Exercise brief = Find every line in the records below that contains the string "shorts" and copy each one out. Match case exactly.

Object detection data

# # # # # # #

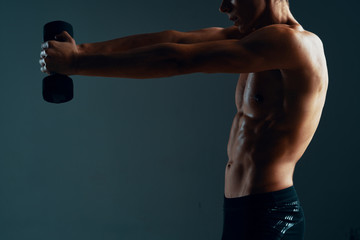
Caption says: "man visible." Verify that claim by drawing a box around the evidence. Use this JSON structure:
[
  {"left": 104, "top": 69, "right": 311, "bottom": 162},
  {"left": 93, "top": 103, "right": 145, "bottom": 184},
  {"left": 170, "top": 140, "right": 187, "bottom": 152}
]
[{"left": 40, "top": 0, "right": 328, "bottom": 240}]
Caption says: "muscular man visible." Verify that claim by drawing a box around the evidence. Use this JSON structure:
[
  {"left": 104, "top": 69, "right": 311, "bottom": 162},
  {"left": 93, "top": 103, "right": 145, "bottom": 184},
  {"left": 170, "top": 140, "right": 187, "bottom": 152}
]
[{"left": 40, "top": 0, "right": 328, "bottom": 240}]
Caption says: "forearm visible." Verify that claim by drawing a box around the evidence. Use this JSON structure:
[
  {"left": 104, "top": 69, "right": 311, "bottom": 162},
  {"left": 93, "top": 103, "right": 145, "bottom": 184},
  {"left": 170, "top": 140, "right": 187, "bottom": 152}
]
[
  {"left": 74, "top": 44, "right": 182, "bottom": 79},
  {"left": 78, "top": 30, "right": 178, "bottom": 55}
]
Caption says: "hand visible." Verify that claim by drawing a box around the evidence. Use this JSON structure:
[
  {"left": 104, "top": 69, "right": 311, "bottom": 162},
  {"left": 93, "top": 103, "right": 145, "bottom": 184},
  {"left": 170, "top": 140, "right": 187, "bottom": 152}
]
[{"left": 39, "top": 31, "right": 79, "bottom": 75}]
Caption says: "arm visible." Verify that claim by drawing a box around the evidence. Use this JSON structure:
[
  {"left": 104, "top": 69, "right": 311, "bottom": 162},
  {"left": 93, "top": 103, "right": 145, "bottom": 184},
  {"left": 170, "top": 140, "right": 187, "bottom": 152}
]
[
  {"left": 41, "top": 27, "right": 306, "bottom": 78},
  {"left": 78, "top": 27, "right": 241, "bottom": 54}
]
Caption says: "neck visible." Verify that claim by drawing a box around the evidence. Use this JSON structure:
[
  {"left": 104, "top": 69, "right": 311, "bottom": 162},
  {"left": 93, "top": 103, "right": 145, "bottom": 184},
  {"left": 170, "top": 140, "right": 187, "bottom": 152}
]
[{"left": 252, "top": 0, "right": 300, "bottom": 31}]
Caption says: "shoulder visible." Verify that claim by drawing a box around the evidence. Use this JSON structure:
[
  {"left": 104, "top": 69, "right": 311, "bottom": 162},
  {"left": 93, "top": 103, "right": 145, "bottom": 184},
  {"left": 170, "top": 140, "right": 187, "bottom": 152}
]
[{"left": 243, "top": 24, "right": 323, "bottom": 68}]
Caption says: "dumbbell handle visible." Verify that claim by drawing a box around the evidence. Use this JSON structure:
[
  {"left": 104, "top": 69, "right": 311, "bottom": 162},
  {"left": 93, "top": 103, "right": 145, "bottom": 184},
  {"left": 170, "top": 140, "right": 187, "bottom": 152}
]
[{"left": 43, "top": 21, "right": 74, "bottom": 103}]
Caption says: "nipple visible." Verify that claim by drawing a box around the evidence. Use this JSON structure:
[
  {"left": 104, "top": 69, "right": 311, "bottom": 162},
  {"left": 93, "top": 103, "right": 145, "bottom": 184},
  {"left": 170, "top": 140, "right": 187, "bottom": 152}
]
[{"left": 254, "top": 94, "right": 264, "bottom": 103}]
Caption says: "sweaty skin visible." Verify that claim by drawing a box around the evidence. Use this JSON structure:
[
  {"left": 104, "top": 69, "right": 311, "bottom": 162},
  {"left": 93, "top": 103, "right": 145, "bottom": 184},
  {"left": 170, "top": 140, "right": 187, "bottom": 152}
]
[{"left": 40, "top": 0, "right": 328, "bottom": 198}]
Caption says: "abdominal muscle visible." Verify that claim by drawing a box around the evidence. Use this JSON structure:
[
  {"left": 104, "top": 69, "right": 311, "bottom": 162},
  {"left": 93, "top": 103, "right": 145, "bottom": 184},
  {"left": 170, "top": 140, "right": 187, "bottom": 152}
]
[
  {"left": 225, "top": 113, "right": 298, "bottom": 198},
  {"left": 225, "top": 113, "right": 298, "bottom": 198},
  {"left": 225, "top": 71, "right": 320, "bottom": 198}
]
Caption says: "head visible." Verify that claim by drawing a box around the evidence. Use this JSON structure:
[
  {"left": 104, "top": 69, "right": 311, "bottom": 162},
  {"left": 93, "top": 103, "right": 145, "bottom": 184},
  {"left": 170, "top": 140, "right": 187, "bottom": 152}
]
[{"left": 220, "top": 0, "right": 289, "bottom": 33}]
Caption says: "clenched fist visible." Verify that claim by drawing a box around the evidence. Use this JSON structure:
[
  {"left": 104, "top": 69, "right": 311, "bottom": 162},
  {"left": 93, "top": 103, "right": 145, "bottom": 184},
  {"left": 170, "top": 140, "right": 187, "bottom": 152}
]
[{"left": 39, "top": 31, "right": 79, "bottom": 75}]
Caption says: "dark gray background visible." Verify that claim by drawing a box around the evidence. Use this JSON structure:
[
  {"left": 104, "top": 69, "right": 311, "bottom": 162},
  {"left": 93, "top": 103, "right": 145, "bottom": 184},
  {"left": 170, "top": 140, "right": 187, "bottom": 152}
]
[{"left": 0, "top": 0, "right": 360, "bottom": 240}]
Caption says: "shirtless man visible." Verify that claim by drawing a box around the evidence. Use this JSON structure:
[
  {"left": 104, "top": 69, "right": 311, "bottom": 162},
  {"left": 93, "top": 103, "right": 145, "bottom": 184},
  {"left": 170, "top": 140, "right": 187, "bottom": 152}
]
[{"left": 40, "top": 0, "right": 328, "bottom": 240}]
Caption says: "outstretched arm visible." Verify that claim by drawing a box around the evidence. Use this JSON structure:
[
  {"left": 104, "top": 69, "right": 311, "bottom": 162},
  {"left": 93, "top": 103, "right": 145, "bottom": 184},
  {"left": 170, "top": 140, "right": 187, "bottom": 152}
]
[
  {"left": 40, "top": 27, "right": 306, "bottom": 78},
  {"left": 78, "top": 26, "right": 241, "bottom": 54}
]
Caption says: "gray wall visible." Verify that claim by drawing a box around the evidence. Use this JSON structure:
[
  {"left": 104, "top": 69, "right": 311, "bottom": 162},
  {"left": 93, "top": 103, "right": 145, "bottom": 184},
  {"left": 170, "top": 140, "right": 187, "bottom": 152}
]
[{"left": 0, "top": 0, "right": 360, "bottom": 240}]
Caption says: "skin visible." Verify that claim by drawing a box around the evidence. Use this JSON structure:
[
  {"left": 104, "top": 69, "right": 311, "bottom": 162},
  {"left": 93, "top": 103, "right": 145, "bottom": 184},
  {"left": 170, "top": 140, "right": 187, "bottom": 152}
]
[{"left": 40, "top": 0, "right": 328, "bottom": 198}]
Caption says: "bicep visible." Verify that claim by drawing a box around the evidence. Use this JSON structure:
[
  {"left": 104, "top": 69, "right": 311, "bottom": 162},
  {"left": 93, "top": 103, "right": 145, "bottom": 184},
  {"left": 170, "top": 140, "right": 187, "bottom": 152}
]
[{"left": 179, "top": 26, "right": 302, "bottom": 73}]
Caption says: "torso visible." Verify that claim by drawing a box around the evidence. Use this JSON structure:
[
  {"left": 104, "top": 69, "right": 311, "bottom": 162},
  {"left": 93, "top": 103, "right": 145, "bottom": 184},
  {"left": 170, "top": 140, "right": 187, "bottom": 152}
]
[{"left": 225, "top": 25, "right": 328, "bottom": 198}]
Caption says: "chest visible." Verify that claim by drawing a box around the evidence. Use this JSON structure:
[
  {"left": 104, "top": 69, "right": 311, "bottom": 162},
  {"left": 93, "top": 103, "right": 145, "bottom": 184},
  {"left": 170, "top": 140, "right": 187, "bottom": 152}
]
[{"left": 235, "top": 70, "right": 284, "bottom": 117}]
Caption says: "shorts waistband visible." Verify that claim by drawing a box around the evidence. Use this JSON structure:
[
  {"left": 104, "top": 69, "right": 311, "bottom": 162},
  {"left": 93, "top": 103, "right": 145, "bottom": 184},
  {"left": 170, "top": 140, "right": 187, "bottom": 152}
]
[{"left": 224, "top": 186, "right": 299, "bottom": 208}]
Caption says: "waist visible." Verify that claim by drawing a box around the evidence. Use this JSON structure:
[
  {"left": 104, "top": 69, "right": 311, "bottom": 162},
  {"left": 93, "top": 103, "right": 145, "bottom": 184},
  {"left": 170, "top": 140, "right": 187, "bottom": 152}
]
[{"left": 224, "top": 186, "right": 299, "bottom": 209}]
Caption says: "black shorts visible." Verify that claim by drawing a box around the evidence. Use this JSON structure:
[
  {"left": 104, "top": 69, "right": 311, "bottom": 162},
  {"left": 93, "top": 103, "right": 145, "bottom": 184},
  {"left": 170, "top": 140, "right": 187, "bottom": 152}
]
[{"left": 222, "top": 186, "right": 305, "bottom": 240}]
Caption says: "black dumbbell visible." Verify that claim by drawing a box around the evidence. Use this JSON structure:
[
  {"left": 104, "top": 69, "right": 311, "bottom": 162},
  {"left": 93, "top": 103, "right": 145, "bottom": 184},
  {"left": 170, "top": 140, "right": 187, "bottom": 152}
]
[{"left": 43, "top": 21, "right": 74, "bottom": 103}]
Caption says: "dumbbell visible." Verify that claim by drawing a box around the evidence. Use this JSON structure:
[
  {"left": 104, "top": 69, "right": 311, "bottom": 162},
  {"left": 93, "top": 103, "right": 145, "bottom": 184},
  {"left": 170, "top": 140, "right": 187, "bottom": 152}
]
[{"left": 42, "top": 21, "right": 74, "bottom": 103}]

# # # # # # #

Exercise solution =
Caption says: "shorts waistband visible." Verify that claim by drawing a box around the evidence. Use this JSON structure:
Caption says: "black shorts visible." Verify that claim by drawing a box around the evidence. Use this JSON structure:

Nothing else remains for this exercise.